Your goal:
Copy out, exactly as given, every line from the line with "For every instance of the snow-capped" to the end of the listing, both of those lines included.

#### Source material

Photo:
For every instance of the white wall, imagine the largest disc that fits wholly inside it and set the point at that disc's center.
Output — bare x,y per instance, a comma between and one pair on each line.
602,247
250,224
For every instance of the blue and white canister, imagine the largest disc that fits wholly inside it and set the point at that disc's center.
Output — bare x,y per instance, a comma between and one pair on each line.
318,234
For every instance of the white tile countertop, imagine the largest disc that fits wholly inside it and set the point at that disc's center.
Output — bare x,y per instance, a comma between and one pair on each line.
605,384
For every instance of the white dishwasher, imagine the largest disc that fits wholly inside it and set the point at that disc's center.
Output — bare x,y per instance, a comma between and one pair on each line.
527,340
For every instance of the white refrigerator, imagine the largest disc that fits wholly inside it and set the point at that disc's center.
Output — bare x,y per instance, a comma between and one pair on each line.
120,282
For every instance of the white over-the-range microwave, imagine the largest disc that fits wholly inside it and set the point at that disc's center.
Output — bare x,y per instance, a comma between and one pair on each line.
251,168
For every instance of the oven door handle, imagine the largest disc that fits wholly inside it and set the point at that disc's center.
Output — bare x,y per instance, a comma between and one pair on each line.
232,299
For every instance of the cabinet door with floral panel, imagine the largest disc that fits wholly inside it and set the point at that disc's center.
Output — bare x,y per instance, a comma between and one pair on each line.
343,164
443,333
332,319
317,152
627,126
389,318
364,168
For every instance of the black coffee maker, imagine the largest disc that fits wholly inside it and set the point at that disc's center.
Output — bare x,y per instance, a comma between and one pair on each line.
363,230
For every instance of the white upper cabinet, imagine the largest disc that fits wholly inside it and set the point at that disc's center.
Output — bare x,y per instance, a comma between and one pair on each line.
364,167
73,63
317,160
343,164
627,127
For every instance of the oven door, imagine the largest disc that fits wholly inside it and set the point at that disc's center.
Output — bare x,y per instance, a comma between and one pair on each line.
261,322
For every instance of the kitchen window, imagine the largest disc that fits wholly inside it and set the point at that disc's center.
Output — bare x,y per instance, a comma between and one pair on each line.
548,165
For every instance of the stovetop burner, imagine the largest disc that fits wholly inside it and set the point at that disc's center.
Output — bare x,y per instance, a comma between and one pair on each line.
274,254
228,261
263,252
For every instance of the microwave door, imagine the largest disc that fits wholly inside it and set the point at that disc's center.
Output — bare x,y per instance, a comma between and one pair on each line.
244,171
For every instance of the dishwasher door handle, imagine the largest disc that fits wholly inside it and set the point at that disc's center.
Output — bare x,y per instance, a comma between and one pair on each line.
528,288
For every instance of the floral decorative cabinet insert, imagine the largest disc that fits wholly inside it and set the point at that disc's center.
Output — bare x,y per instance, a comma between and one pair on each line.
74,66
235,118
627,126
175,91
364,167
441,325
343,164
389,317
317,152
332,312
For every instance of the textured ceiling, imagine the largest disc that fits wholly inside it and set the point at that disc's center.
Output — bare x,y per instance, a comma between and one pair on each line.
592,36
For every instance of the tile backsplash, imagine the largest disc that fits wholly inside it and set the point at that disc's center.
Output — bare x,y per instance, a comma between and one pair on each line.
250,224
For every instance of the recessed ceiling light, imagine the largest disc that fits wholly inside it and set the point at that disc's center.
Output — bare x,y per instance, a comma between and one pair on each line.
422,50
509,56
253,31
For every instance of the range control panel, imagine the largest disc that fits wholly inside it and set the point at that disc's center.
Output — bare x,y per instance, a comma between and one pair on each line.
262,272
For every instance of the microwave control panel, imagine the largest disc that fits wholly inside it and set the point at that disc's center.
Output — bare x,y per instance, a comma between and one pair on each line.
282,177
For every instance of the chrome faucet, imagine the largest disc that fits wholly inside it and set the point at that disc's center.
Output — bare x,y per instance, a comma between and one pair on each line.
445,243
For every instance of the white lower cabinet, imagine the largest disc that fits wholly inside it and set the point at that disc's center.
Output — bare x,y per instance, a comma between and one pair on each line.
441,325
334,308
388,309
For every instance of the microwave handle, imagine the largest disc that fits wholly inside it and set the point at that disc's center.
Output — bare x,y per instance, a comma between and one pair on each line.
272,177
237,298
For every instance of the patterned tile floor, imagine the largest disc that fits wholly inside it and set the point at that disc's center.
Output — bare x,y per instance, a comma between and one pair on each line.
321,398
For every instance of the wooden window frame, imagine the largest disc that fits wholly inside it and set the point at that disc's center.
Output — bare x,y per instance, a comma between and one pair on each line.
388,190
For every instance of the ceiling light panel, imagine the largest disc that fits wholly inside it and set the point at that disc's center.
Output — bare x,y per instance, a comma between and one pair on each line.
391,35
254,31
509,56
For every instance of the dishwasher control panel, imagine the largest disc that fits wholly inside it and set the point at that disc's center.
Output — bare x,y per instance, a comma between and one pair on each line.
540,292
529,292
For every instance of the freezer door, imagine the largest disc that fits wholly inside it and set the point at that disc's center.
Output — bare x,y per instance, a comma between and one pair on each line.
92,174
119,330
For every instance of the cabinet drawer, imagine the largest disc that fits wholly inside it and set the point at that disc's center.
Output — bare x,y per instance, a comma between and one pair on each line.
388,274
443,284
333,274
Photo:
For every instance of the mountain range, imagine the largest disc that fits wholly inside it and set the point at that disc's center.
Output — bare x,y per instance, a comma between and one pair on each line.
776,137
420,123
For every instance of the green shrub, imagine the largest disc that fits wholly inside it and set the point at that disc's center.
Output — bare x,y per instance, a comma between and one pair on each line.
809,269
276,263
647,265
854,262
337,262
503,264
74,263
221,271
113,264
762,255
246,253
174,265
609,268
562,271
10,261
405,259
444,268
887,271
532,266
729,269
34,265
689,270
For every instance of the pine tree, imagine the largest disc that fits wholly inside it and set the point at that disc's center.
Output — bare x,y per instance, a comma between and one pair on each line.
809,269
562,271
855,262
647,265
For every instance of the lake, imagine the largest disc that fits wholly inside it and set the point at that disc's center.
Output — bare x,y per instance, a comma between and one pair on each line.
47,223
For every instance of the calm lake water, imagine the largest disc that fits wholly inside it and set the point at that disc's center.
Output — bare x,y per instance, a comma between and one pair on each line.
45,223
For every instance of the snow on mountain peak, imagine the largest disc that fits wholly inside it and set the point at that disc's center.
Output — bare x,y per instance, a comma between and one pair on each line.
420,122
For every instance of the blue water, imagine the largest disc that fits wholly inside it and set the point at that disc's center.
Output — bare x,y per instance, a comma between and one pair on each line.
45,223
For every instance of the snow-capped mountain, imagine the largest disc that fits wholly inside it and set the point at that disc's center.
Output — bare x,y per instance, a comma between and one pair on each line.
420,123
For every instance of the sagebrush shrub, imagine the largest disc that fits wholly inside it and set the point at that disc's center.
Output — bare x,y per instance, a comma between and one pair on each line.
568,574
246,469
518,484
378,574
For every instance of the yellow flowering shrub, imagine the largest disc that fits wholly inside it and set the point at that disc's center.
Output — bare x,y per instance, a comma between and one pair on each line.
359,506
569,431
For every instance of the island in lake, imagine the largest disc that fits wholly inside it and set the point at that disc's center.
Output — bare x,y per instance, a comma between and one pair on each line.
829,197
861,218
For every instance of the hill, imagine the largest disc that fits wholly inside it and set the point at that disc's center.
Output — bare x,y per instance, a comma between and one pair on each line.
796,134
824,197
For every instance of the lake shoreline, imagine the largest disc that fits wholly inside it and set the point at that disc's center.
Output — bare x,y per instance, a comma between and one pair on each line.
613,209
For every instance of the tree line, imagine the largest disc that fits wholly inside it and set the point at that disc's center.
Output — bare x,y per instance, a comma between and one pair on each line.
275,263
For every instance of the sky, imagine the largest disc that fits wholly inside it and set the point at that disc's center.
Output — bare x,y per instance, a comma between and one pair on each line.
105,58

########

Expected output:
For every instance of the snow-capped mountain, imagine the largest disc that fits wholly inside it and set the point at that disc's center.
Output — bare x,y per instance, a comma between and one pair on each line.
420,123
For every instance of the sagebrush shrub, imagine the largest disc that fits wholly inside it and set the point at that disc's center.
Output — bare x,y per instance, a comma between and one pair on each line.
568,574
246,469
518,484
378,574
For every instance of the yellow flowering shrub, imagine the largest disc that fits wholly inside it and set the point at that disc's center.
Output — bare x,y per instance, a comma between and one pair on each line.
359,506
569,431
For every instance of the island in lake, imagine the largest disc that fits wholly inside it and set the point at that disc's center.
Output — bare x,y per instance, a comma between and one pair on each line.
829,197
861,218
For every instance of the hill, imagine the largest disc that fits wholly inside it and set the point at that disc's center.
Output — bare x,y per instance, a comma between and one pair on each line.
796,134
824,197
For every instance of the lake shoreline, imagine the largest disc that fits wholly inside it and set the point at that disc's center.
Output — bare x,y per instance, a comma between and one pair on each line.
613,209
For every instance of the tree line, imagine the largest disc that fits wholly inside it and set the point at that disc's center.
Output — bare x,y per instance, a comma between and one pair on each line.
275,263
For every instance of the sky, imagine the largest disc that fits wholly inside it and set the point at that disc's center.
Output — bare x,y per instance, a comma between and one pair on each line.
105,58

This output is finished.